## Input rows
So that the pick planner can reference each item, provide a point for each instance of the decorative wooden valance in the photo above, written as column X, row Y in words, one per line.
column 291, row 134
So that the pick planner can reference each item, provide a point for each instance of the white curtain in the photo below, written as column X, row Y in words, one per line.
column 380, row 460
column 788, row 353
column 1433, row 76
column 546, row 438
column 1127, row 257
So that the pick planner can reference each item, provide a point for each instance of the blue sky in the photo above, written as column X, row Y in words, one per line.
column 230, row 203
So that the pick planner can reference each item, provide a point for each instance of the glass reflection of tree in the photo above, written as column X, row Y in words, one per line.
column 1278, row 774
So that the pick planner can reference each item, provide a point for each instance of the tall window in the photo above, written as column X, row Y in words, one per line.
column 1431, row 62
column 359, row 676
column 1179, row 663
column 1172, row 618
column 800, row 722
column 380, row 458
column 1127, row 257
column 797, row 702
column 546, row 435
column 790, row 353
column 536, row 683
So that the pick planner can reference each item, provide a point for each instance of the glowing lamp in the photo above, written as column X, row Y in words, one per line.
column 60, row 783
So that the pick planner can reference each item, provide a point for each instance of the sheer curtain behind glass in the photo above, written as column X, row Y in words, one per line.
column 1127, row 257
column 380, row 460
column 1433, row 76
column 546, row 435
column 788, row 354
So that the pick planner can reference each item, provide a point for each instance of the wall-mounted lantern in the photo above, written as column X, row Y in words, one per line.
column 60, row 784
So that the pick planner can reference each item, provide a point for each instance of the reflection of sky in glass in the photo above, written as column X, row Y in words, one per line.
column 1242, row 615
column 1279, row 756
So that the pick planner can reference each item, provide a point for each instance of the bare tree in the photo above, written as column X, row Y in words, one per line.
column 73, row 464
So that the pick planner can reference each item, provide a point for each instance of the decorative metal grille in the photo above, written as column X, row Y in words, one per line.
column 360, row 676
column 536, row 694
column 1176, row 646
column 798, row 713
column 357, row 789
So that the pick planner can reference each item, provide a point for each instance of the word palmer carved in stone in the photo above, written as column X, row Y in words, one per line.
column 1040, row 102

## Exercise instructions
Word for word, quote the lines from the line containing "of the wall-mounted" through the end of the material, both included, and nothing else.

## Task result
So that the pick planner can reference each item, provide a point for each instance of the wall-mounted lantern in the photo above, written as column X, row Y in words, one per line.
column 60, row 784
So that the pick planner can reference each item, provide a point for each instance of the reflection of sky in glass in the photo above, written as column X, row Y in words, one per line.
column 1242, row 615
column 1279, row 756
So that the pick planner can reference each item, provide a point for each instance of the bare tree in the photo above, written as column X, row Y in words, one per line.
column 73, row 464
So that the pick planner can reference each item, provide a point for each instance of the decorative metal grille in the photo above, written as column X, row Y in words, one per line.
column 360, row 676
column 536, row 694
column 1176, row 646
column 798, row 713
column 357, row 789
So that the pick planner can reference each item, provide a point for each instance of the word palmer carved in stone in the photo above, written as column X, row Y in words, one per line.
column 1040, row 102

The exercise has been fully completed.